Your task.
Answer these questions from the text below on the Hong Kong marathon and air pollution:
(a) What air pollution index level did the Athletic Association call "safe"?
(b) Which body does the writer suggest should convene a consensus conference?
(c) What date is given under the heading?

━━━━━ Extract provided

Hong Kong Marathon – 2006

Hong Kong Marathon – 2006

Monday, February 27, 2006

Pollution index bogus

The Hong Kong marathon has again brought the environmental crisis into sharp focus and this will probably recur for years to come. We can only hope that the marathon’s high profile will promote government action rather than denial and further false rationalisation. In the meantime, the marathon has highlighted several major inconsistencies, reflected in pronouncements by different sectors of the community, which should be addressed urgently. First, the Athletic Association sought to defend the event by pointing to an air pollution index (API) of 100 as “safe”.

It is not to be blamed for this, because, despite incontrovertible evidence to the contrary, the government continues to cling to this meaningless and misleading measure. I realise that to do otherwise (that is, tell the truth) would precipitate a political furore, but there are no grounds for arguing that such a level of pollution will not cause an injury to respiratory and cardiovascular systems of even healthy people.

I suggest that everyone who took part in the marathon was at risk of harm to their health from pollution. Mostly silent and unobservable, these medical events contribute to our lifetime risks of disease in the heart, blood vessels and lungs.

Second, I disagree with the downgrading of the risks by some medical colleagues, and the suggestion that these will amount to minor and insigificant symptoms. At the very least, they are signals of more fundamental damage. I suggest that the Academy of Medicine convene a consensus conference so that we can all speak with one voice on the matter.

Until and unless we have the courage to admit that we have lost control of air-quality management throughout the region and that the API is a completely bogus health-protection measure, we will move even further away from urgently needed definitive action.

━━━━━━━━━━
━━━━━ Material shown

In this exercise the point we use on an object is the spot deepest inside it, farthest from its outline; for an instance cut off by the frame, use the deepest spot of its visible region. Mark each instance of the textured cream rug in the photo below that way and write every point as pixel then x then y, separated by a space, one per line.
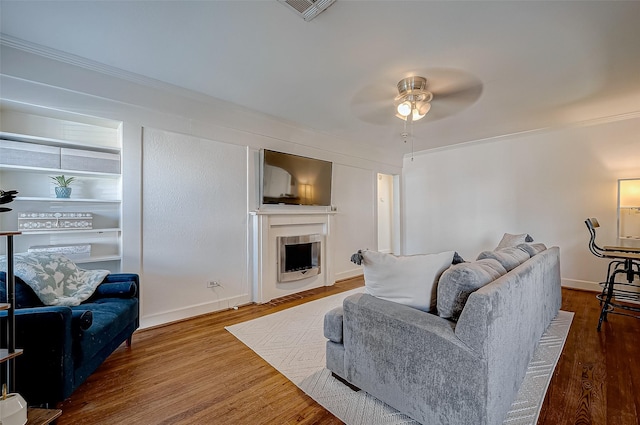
pixel 292 341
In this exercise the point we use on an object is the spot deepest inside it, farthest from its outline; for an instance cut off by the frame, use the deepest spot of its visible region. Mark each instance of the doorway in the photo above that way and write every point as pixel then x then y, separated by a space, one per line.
pixel 388 214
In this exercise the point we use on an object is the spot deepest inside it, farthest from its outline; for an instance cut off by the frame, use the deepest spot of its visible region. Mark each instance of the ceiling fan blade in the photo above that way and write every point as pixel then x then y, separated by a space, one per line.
pixel 374 104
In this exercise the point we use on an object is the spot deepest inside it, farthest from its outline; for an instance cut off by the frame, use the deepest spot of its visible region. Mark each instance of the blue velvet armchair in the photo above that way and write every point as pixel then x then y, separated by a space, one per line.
pixel 64 345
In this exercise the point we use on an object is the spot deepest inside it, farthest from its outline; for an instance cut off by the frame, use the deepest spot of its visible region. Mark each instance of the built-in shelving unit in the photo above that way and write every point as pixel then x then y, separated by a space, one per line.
pixel 38 143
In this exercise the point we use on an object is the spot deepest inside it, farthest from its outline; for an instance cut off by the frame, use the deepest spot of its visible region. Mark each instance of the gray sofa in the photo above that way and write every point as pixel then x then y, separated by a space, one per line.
pixel 461 370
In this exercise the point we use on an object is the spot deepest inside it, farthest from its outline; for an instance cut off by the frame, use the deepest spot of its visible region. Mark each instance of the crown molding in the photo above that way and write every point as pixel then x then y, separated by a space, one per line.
pixel 75 60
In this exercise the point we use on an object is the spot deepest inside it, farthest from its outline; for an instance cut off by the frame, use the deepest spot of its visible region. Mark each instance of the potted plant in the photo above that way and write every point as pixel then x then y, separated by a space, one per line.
pixel 7 196
pixel 62 186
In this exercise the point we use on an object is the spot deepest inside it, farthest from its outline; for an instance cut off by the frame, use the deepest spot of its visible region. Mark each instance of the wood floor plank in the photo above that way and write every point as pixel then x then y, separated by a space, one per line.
pixel 195 372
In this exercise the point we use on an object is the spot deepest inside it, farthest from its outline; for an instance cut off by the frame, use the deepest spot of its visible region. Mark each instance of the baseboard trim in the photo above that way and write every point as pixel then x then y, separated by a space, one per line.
pixel 164 318
pixel 583 285
pixel 349 274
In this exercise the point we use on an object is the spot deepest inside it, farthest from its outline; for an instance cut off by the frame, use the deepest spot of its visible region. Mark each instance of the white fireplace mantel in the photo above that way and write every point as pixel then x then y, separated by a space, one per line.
pixel 267 226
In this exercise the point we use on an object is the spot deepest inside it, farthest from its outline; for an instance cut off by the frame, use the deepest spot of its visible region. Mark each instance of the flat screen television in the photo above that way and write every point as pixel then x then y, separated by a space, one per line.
pixel 294 180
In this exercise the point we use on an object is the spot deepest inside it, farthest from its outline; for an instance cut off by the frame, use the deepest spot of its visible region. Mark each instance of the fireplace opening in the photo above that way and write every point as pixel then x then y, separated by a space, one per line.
pixel 299 257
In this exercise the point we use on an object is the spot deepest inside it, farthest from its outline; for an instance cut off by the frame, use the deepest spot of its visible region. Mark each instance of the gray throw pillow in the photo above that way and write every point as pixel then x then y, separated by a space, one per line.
pixel 460 280
pixel 532 248
pixel 510 258
pixel 513 240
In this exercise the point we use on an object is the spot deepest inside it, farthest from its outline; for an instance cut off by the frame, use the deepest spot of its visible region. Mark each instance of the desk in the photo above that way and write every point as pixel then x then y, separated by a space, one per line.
pixel 625 260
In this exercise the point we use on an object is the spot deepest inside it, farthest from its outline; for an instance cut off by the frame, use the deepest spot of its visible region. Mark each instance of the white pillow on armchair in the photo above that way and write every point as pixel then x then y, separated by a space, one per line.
pixel 410 280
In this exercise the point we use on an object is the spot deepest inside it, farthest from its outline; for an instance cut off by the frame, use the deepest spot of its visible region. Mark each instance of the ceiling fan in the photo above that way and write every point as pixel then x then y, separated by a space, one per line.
pixel 446 92
pixel 413 100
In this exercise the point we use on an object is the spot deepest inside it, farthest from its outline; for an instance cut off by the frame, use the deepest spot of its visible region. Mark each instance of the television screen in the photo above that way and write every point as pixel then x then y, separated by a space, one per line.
pixel 295 180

━━━━━━━━━━

Response to this task.
(a) 100
(b) The Academy of Medicine
(c) Monday, February 27, 2006